ESTRATTO SELEZIONATO -
▼
Giusto l’invito a evitare effusioni esagerate tra i fedeli. Vale la stretta di mano, che è legata al senso della liturgia."Il Signore ha tanti modi ci comunicare con te, ma di sicuro non vi chiamerà mai al cellulare, quindi spegnilo".

 

Chi ama la ragione e il suo buon uso non può che essere contento della disposizione della Chiesa a limitare le effusioni, durante la messa, soprattutto al momento dello scambio del segno della pace. A tutti voi sarà capitato di assistere almeno una volta alla messa negli ultimi cinquant’anni.

Se siete di Milano e diocesi, il gesto avviene prima dell’Offertorio, se invece appartenete al resto dell’Italia, esso ha luogo prima dell’Eucarestia. Il valore di quel gesto è simbolico e sta unicamente nel posto che occupa all’interno della liturgia, ed è perciò insensato lasciarsi andare alle effusioni, percorrere mezza chiesa per abbracciare questo o quello, addirittura baciarsi come ho visto fare parecchie volte.

Già Benedetto XVI aveva detto che il gesto consiste in una stretta di mano con i vicini di panca, quindi due al massimo, uno se vi trovate all’estremità della panca. C’è chi si è indignato, dichiarando che la buona educazione non può sostituire la passione (come se la passione vera fosse maleducata, e l’educazione fredda e apatica: scherziamo?). Io, invece, plaudo al richiamo e lo trovo molto pertinente. Da anni desidero fondare un Gruppo su Facebook contro il segno della pace. Non che non mi piaccia stringere la mano di chi mi sta vicino, però il senso di quel gesto è duro e impegnativo, e cavarsela con un sorriso e un abbraccio sa di ipocrisia lontano un miglio.

Chi, come il sottoscritto, appartiene alla Chiesa milanese, per esempio, riceve un aiuto importante per la comprensione del gesto: posto all’inizio dell’Offertorio, esso ci ricorda le parole di Gesù in Mt. 5: «Se dunque tu presenti la tua offerta all’altare e lì ti ricordi che tuo fratello ha qualche cosa contro di te, lascia lì il tuo dono davanti all’altare, va prima a riconciliarti con il tuo fratello e poi torna a offrire il tuo dono». Visto che, all’uscita dalla messa, noi sappiamo perfettamente che i conti in sospeso con questo o quel «fratello» sono rimasti tali e quali, resta da capire il perché di tanta effusione.

La mia risposta potrà irritare qualcuno, ma non ne ho trovata una migliore: la ragione per cui ci si slancia in strette di mano, abbracci e (sic) baci sta nel fatto che a tutti noi piacerebbe, e meno male, che il mondo fosse uno e concorde, però senza troppi rischi da parte nostra. Lo dimostra la faccia che facciamo di solito al momento dello scambio della pace: una faccia da scemi. Non appena il prete pronuncia le fatali parole «scambiatevi un segno di pace», sulle nostre labbra si disegna immediatamente, in automatico, un sorrisetto che si vorrebbe edenico ma che è solo vagamente cretino, e questo succede anche alle persone più intelligenti, perché la faccia che facciamo dipende soprattutto dalla parte che il copione della vita ci chiede di recitare.
▲
RICHIESTA ASSEGNATA A - Riproduca invariate le righe dell'elenco, partendo dalla riga che contiene "Target: thomas jefferson carved head" e arrivando alla fine dell'elenco, estremi inclusi. Nella risposta ometta le immagini.

(Elenco dei puntamenti)
▼
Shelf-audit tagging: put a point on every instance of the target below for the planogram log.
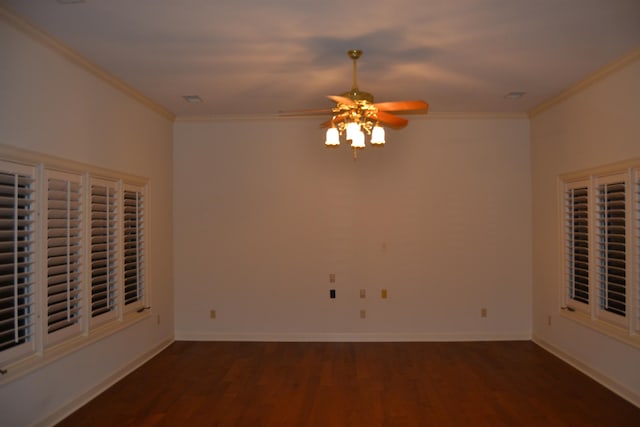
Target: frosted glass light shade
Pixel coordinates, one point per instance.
(333, 137)
(377, 135)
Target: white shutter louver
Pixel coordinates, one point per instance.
(577, 243)
(64, 252)
(17, 234)
(637, 248)
(611, 247)
(134, 242)
(104, 244)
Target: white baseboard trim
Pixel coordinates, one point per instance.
(350, 337)
(619, 389)
(57, 416)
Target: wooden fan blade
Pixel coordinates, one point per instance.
(393, 121)
(341, 99)
(420, 106)
(311, 112)
(327, 124)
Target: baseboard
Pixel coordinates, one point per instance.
(57, 416)
(619, 389)
(351, 337)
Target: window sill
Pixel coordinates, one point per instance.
(49, 355)
(612, 331)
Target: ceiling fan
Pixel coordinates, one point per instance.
(355, 114)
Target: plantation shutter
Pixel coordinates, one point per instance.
(637, 247)
(64, 253)
(17, 249)
(576, 213)
(134, 245)
(611, 250)
(103, 248)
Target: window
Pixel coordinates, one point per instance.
(577, 243)
(63, 255)
(72, 256)
(104, 250)
(601, 235)
(17, 260)
(133, 246)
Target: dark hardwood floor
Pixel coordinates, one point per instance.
(356, 384)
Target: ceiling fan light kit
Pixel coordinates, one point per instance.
(355, 115)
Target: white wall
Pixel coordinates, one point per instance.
(440, 217)
(595, 127)
(50, 105)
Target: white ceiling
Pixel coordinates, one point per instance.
(253, 57)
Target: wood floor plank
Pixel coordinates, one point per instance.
(356, 384)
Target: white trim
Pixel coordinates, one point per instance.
(585, 83)
(608, 382)
(350, 337)
(47, 40)
(40, 359)
(76, 403)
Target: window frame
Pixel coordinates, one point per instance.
(44, 349)
(624, 327)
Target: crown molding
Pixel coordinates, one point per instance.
(599, 75)
(429, 116)
(49, 41)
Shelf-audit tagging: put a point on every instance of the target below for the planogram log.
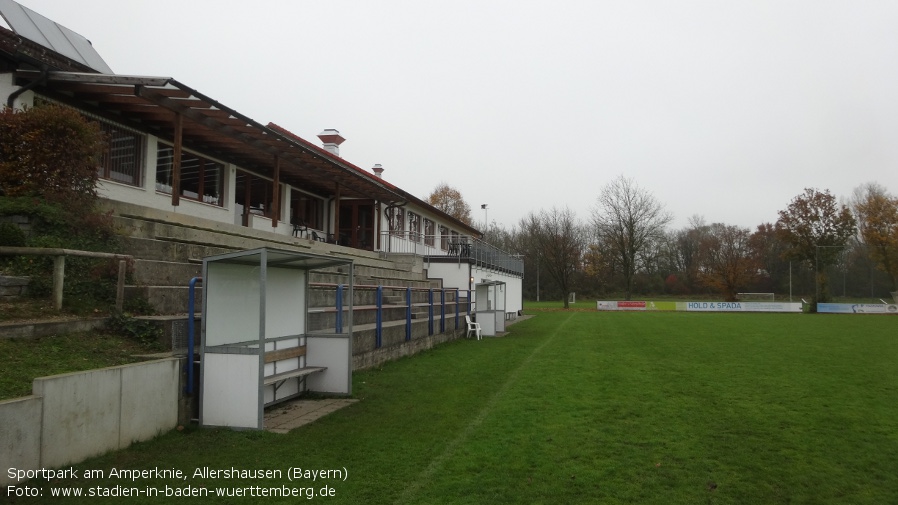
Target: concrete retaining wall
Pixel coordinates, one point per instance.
(75, 416)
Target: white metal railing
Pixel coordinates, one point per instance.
(462, 247)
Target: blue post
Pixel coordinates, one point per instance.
(378, 327)
(408, 314)
(430, 312)
(442, 311)
(339, 308)
(457, 309)
(191, 310)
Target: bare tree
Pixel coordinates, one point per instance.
(728, 262)
(449, 200)
(628, 219)
(815, 230)
(877, 214)
(560, 243)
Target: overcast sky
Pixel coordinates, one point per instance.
(723, 109)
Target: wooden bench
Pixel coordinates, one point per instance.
(281, 354)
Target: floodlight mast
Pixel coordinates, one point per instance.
(817, 269)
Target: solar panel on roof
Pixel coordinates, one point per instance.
(50, 34)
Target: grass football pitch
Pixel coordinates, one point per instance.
(580, 407)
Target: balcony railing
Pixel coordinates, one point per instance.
(464, 248)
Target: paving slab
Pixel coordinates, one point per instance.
(296, 413)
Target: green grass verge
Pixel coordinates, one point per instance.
(25, 359)
(589, 407)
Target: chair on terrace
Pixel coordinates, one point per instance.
(472, 327)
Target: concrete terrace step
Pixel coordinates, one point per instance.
(165, 273)
(163, 250)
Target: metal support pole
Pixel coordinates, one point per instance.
(408, 314)
(120, 286)
(339, 324)
(58, 280)
(378, 326)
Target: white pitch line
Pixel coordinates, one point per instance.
(451, 447)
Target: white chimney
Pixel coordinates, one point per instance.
(331, 139)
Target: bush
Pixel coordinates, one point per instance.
(11, 235)
(50, 151)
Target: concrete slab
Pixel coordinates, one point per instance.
(20, 435)
(289, 415)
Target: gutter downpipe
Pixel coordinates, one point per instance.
(11, 100)
(190, 330)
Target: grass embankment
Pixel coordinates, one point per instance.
(26, 359)
(588, 407)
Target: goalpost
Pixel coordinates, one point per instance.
(749, 297)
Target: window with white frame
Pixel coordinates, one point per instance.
(444, 238)
(414, 227)
(429, 232)
(201, 179)
(396, 216)
(122, 159)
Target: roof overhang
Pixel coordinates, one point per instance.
(153, 105)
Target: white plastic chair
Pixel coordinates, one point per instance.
(472, 327)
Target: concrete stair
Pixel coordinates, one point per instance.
(169, 248)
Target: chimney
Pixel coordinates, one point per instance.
(331, 139)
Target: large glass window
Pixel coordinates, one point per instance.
(201, 179)
(253, 195)
(396, 215)
(414, 227)
(429, 232)
(444, 237)
(122, 160)
(306, 210)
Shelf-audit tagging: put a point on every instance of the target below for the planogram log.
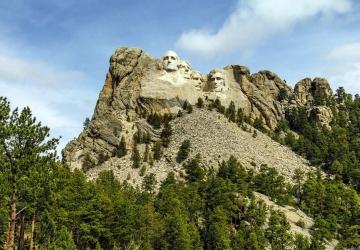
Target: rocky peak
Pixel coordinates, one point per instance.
(138, 85)
(309, 92)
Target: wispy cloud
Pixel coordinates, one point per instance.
(344, 66)
(255, 21)
(55, 96)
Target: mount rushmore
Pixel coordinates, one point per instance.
(138, 85)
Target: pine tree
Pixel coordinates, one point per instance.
(165, 134)
(240, 116)
(194, 172)
(138, 137)
(86, 123)
(278, 231)
(24, 151)
(121, 149)
(183, 152)
(62, 241)
(218, 237)
(186, 104)
(189, 109)
(200, 103)
(146, 153)
(136, 157)
(149, 183)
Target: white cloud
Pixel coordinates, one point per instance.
(349, 52)
(254, 21)
(344, 67)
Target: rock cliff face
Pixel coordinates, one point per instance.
(138, 85)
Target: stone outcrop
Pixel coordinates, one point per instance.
(138, 85)
(314, 95)
(307, 91)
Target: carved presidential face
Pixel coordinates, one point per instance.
(185, 69)
(170, 61)
(196, 77)
(217, 81)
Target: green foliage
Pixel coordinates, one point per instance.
(240, 117)
(270, 183)
(205, 210)
(301, 242)
(146, 153)
(62, 241)
(136, 158)
(258, 124)
(283, 94)
(121, 149)
(218, 237)
(86, 123)
(277, 231)
(217, 106)
(88, 163)
(157, 151)
(194, 172)
(200, 103)
(165, 134)
(183, 152)
(149, 182)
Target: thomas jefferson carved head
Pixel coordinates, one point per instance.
(171, 61)
(197, 79)
(217, 81)
(185, 69)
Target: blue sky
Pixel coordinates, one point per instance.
(54, 54)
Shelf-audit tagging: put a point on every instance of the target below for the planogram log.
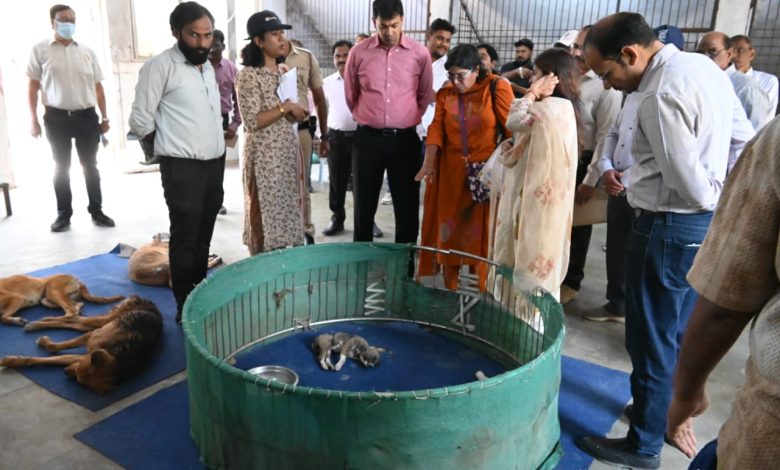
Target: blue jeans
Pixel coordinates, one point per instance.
(659, 302)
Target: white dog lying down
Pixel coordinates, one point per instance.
(348, 346)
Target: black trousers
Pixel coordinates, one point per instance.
(62, 127)
(580, 236)
(399, 154)
(620, 222)
(339, 169)
(193, 192)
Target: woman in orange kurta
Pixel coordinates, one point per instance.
(452, 220)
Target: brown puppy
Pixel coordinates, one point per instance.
(149, 264)
(119, 344)
(61, 290)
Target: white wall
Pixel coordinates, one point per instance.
(6, 173)
(733, 17)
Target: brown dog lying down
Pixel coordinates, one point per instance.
(119, 344)
(61, 290)
(149, 264)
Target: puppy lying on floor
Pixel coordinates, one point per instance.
▲
RICHIESTA ASSEGNATA B - Traduca in inglese la seguente frase dell'estratto selezionato sul segno della pace: "Io, invece, plaudo al richiamo e lo trovo molto pertinente."

RISPOSTA AL COMPITO A -
Target: thomas jefferson carved head
Pixel coordinates, one point per instance.
(171, 61)
(197, 79)
(217, 81)
(185, 69)
Target: blue sky
Pixel coordinates, one point per instance.
(54, 54)
Shelf-audit tagging: put a point on every instance of the target below for the planogram log.
Target: blue jeans
Pixel coordinates, one point per instance.
(659, 302)
Target: white dog lying down
Pixel coordinates, one point per instance.
(348, 346)
Target: black trousers
Pixel coordinates, one point per instance.
(62, 127)
(580, 236)
(399, 154)
(620, 222)
(339, 169)
(193, 192)
Target: woman in orange kurta
Pixel coordinates, one point per instance.
(452, 220)
Target: brown puppy
Pixel coordinates, one point per instance.
(149, 264)
(119, 344)
(61, 290)
Target: white wall
Pixel coordinates, one point per instance.
(6, 173)
(733, 17)
Target: brown dog lying down
Pixel coordinates, one point per instance.
(119, 344)
(61, 290)
(149, 264)
Target: puppy lying on floor
Pixel coordinates, one point per instance.

RISPOSTA AL COMPITO B - I, on the other hand, applaud the reminder and find it very pertinent.